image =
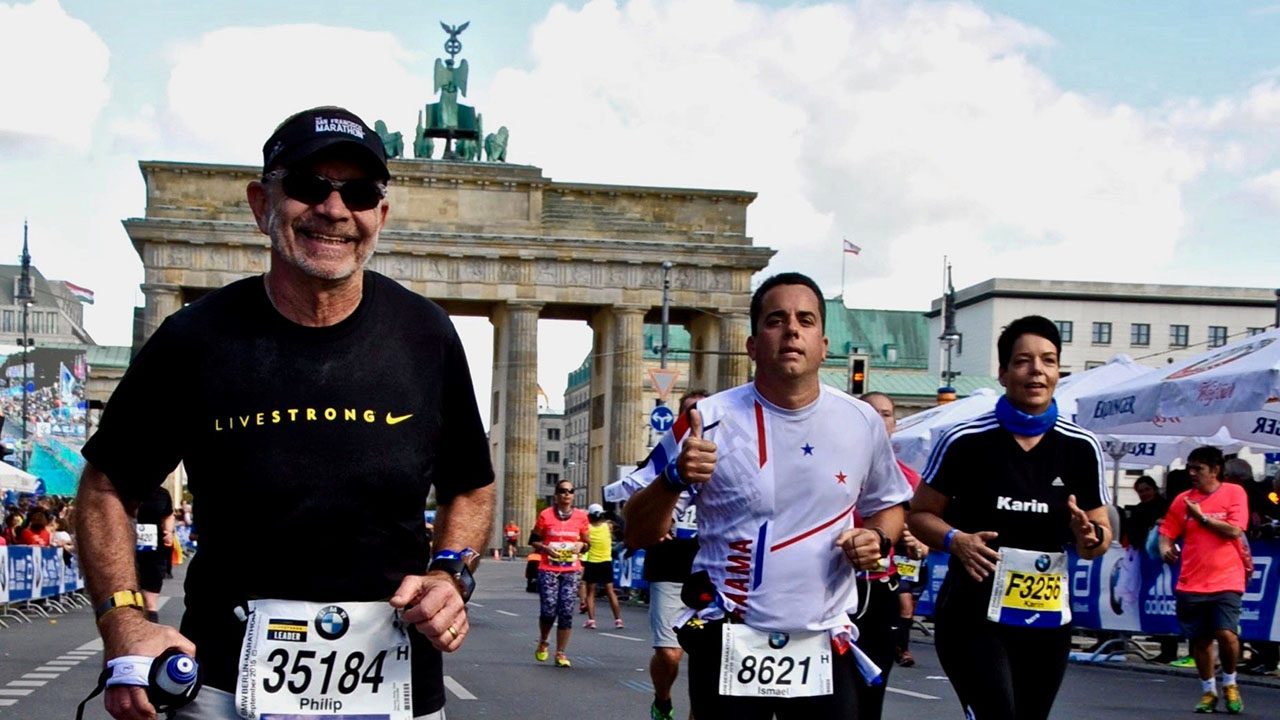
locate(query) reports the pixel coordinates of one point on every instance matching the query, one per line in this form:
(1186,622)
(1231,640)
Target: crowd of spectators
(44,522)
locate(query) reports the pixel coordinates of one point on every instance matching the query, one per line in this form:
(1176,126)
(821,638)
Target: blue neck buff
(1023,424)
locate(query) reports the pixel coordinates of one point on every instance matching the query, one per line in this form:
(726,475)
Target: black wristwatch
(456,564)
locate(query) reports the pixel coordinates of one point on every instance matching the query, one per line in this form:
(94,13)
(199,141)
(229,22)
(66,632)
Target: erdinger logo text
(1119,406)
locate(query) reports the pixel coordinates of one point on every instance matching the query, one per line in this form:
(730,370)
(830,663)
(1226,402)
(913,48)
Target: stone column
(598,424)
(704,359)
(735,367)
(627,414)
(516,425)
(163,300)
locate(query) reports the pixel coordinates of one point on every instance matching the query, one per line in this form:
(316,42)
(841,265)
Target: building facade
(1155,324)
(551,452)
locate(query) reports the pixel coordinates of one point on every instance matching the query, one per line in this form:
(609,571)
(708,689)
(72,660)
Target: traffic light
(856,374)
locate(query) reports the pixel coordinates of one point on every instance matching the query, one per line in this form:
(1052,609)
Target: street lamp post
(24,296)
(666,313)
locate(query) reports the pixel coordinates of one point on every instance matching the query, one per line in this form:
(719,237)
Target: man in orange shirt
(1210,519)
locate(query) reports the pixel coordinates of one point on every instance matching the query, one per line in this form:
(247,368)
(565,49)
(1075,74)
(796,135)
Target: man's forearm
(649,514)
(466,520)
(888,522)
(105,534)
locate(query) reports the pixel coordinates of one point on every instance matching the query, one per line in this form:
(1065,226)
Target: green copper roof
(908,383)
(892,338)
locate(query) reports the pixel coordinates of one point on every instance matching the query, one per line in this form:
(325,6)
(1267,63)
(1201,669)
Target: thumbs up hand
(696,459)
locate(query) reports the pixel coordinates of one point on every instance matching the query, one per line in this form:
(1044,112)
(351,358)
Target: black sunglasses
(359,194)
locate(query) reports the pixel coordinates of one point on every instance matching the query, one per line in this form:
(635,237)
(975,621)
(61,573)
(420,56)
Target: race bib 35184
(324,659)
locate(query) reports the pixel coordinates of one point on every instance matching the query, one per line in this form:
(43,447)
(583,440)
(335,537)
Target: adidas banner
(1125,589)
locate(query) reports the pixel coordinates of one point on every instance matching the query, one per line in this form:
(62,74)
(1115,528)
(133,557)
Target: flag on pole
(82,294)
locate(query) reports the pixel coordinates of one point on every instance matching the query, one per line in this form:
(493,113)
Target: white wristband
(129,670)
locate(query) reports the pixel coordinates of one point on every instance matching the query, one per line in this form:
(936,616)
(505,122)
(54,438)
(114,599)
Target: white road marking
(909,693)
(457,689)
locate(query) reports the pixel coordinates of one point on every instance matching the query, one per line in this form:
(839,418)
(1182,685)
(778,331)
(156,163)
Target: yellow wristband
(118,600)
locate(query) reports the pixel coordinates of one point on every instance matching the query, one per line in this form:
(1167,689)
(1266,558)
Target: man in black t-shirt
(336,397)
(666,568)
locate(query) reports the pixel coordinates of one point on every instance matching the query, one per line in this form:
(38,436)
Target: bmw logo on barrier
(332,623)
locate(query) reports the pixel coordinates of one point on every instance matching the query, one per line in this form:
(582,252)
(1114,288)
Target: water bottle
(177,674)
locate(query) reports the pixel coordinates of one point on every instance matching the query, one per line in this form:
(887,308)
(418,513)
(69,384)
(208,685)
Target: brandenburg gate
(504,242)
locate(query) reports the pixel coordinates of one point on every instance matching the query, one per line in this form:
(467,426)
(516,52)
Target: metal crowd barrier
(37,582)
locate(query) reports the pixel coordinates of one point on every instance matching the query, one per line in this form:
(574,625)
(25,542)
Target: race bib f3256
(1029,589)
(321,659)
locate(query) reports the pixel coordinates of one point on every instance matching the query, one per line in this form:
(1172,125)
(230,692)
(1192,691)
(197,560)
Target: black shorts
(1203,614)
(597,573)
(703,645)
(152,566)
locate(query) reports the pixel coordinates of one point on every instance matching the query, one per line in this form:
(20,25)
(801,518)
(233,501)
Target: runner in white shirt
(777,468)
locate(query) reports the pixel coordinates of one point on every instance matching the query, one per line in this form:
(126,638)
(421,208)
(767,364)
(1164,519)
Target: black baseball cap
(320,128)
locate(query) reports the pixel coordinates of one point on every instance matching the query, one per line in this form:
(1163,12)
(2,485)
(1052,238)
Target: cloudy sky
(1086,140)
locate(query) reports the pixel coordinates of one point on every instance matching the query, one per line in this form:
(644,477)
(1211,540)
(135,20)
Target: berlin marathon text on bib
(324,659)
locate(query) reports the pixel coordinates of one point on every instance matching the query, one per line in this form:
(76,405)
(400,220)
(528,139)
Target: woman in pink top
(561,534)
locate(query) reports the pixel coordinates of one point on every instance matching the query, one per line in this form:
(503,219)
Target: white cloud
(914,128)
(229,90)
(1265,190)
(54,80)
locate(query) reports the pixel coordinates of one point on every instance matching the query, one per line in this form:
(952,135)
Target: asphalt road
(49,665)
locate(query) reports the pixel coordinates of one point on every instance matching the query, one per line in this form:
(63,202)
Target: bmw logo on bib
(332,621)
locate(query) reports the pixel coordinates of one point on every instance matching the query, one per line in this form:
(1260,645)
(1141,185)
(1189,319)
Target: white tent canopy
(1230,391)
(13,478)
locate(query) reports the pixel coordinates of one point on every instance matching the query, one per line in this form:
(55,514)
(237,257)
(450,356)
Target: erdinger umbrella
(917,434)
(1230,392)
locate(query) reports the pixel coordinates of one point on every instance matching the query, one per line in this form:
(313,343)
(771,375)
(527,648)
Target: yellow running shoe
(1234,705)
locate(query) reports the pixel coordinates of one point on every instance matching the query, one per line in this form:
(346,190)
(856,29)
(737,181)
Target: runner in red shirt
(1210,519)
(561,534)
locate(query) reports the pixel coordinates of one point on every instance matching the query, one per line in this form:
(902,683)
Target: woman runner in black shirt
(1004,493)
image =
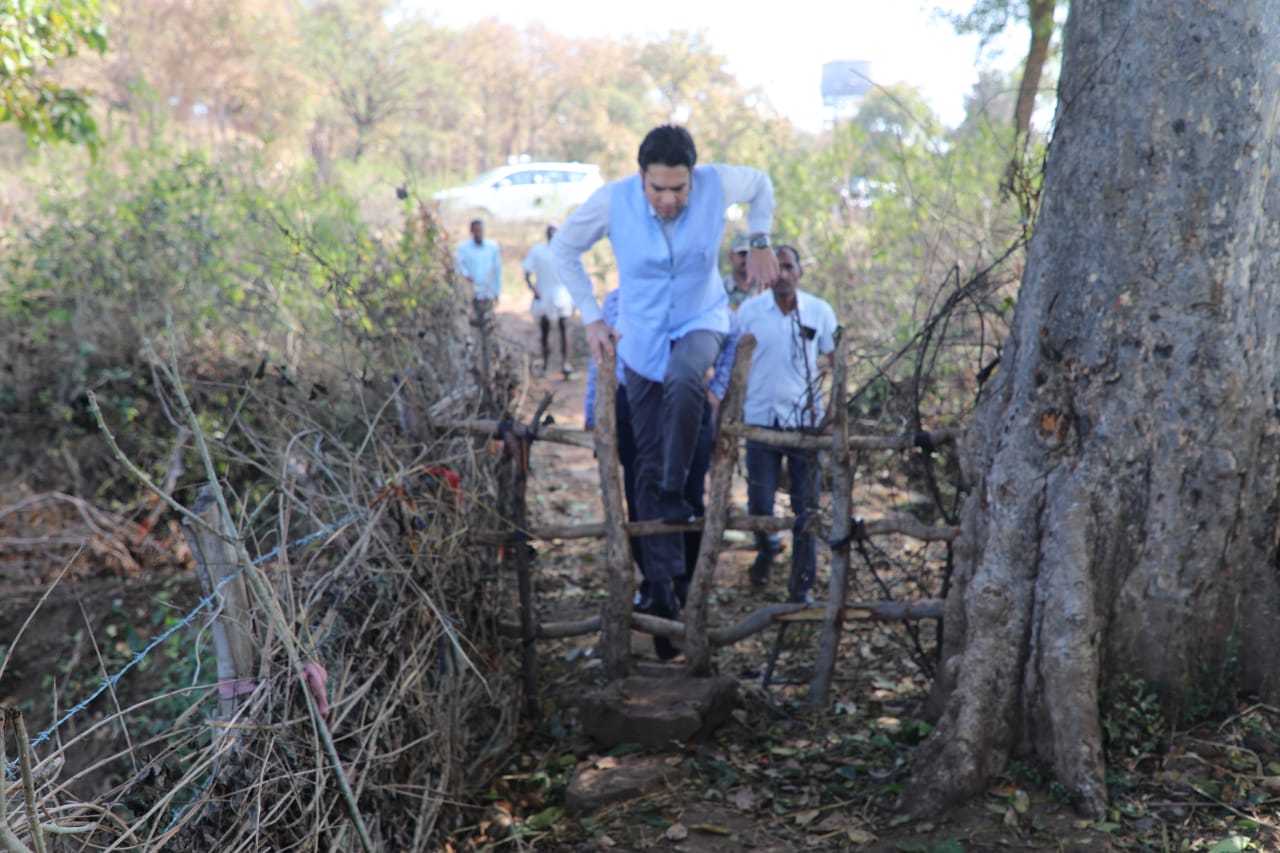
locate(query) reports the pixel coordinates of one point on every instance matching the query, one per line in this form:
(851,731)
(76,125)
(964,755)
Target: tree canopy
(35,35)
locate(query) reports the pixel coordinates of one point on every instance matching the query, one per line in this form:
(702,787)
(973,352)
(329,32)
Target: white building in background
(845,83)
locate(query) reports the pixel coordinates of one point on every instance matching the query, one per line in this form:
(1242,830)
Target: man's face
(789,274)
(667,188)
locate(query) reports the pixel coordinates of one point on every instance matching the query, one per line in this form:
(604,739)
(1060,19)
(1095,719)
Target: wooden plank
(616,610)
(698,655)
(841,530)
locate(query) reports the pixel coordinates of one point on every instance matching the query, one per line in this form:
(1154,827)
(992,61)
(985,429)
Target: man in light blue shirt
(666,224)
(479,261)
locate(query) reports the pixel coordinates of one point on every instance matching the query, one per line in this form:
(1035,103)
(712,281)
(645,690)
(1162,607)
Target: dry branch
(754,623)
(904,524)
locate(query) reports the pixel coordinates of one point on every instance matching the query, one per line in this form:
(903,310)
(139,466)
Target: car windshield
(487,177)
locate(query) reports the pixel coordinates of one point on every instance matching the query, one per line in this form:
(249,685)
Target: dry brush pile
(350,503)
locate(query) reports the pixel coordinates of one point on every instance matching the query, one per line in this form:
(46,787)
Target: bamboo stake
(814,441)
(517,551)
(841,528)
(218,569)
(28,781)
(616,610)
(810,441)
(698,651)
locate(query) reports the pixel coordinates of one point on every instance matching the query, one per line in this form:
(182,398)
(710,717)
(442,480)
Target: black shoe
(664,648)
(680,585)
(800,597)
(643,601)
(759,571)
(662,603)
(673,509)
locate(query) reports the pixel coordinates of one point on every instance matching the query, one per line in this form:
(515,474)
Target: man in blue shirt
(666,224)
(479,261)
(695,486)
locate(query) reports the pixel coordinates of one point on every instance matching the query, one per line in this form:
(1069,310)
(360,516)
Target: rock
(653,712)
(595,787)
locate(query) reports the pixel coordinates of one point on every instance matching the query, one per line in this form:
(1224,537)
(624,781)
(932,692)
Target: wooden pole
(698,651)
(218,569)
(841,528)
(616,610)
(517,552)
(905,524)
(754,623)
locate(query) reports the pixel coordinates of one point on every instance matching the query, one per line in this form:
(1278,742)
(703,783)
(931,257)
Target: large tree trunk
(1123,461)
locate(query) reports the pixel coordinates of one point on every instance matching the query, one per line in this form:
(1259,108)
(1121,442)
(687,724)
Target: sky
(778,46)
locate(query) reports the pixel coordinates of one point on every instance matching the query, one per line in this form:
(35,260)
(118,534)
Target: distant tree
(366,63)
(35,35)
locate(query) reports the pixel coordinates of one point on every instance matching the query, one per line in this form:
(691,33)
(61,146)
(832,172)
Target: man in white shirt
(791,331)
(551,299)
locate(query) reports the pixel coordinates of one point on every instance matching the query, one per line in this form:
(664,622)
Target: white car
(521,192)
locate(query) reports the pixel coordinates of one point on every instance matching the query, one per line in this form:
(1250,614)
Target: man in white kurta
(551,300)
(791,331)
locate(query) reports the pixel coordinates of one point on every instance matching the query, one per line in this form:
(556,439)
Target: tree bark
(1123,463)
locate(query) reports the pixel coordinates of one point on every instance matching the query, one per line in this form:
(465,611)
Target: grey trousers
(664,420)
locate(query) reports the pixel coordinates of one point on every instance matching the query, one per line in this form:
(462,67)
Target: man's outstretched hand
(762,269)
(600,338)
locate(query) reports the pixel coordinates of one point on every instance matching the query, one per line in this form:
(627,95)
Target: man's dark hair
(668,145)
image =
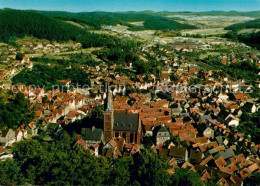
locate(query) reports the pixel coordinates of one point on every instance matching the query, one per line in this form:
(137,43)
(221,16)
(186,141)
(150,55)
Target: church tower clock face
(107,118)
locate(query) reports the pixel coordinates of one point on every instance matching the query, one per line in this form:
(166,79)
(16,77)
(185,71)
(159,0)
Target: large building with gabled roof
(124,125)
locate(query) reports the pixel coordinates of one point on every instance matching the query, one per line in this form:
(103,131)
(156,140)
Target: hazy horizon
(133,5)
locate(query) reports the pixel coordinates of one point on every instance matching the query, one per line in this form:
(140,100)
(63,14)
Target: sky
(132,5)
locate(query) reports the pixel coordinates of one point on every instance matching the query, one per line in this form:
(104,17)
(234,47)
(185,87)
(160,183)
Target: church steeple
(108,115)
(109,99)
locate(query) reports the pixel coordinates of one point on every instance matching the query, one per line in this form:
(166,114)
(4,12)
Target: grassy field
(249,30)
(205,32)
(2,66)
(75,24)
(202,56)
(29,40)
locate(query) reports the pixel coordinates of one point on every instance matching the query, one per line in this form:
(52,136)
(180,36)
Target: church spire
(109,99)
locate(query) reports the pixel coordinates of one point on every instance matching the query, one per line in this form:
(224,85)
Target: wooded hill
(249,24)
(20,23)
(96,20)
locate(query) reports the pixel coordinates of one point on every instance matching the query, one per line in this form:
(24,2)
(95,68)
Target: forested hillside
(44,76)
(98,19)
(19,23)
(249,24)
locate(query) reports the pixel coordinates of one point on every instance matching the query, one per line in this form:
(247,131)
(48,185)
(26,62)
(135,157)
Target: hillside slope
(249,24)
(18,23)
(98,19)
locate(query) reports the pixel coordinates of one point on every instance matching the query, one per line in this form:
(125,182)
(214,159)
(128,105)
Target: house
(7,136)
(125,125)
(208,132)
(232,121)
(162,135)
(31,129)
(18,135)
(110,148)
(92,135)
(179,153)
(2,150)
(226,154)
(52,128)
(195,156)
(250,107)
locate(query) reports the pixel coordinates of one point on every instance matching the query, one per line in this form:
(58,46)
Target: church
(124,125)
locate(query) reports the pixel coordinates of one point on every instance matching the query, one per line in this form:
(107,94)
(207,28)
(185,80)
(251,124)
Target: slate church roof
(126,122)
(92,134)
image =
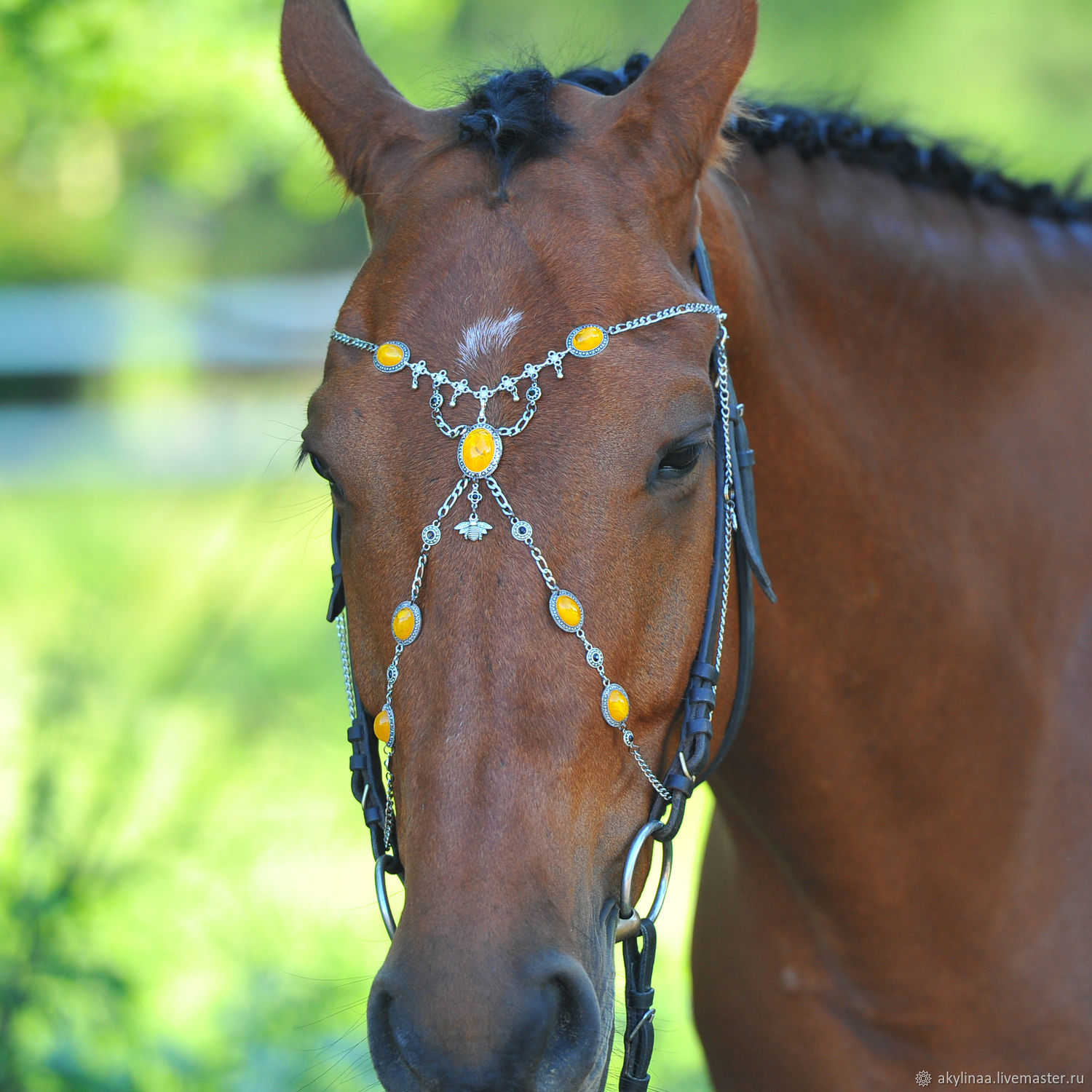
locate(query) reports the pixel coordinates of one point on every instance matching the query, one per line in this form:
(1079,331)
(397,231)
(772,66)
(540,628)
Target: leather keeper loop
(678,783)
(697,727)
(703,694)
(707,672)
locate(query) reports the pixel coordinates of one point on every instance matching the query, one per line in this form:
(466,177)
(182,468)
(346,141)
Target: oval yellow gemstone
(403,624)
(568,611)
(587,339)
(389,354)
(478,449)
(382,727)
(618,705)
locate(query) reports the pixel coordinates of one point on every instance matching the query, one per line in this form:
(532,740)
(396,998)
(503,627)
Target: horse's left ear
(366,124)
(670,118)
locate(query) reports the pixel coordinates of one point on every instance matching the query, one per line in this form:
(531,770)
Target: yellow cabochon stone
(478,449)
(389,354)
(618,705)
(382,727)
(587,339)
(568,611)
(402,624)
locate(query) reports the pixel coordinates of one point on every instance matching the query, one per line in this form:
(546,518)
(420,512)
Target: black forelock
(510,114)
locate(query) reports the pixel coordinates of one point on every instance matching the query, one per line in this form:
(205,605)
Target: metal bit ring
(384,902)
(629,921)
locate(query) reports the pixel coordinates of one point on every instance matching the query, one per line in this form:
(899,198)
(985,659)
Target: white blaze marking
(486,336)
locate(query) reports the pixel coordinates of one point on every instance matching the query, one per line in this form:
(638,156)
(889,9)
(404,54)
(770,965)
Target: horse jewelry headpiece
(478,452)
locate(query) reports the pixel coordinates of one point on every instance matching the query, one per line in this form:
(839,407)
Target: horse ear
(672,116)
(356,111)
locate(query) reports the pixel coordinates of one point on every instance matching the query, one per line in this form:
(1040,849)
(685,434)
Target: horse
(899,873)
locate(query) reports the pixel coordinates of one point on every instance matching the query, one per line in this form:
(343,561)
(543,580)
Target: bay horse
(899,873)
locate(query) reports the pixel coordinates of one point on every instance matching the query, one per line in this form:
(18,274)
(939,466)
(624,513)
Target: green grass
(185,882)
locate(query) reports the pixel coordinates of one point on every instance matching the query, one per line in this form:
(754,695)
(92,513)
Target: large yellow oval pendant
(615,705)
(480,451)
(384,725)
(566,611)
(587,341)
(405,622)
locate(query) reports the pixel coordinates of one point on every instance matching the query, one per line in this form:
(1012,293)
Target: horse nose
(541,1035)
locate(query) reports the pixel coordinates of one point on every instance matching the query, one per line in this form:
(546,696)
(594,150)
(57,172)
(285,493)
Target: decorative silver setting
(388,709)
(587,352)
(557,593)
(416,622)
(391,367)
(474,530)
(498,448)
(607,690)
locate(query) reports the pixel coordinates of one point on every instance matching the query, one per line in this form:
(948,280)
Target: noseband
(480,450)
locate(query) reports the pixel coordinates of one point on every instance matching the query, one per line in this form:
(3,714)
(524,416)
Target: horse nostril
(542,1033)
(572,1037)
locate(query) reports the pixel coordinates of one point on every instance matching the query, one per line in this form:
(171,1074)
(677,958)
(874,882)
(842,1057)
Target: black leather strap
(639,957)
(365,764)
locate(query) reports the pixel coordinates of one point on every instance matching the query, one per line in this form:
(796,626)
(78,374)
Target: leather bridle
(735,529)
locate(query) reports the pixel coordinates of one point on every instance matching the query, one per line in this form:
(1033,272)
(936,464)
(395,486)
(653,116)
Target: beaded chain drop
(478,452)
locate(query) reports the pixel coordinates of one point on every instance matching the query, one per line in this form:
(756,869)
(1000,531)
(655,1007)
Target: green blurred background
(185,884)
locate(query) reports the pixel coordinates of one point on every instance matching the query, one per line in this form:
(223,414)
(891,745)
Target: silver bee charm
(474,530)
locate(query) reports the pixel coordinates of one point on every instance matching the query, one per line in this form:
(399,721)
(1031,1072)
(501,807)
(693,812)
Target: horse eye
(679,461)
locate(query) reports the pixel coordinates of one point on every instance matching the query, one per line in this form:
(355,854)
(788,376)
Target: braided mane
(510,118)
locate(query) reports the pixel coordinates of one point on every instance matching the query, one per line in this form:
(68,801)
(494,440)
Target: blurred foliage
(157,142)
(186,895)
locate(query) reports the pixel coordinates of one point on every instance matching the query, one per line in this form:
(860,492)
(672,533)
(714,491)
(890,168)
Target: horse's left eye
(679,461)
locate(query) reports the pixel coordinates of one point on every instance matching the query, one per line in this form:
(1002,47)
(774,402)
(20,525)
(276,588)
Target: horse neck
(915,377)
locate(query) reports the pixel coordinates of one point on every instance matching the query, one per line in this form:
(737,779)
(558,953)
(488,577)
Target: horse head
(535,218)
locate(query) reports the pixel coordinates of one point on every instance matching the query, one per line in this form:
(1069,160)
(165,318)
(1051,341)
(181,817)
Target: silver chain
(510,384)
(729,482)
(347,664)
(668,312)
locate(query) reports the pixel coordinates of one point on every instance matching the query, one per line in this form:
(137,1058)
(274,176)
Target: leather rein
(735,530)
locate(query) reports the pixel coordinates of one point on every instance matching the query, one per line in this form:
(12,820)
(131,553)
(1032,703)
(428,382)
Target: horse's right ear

......

**Directive:** Return each line of the material above that contains the string "background", copied in full and in its original order.

**Written response:**
Target: white building in background
Target: green blurred background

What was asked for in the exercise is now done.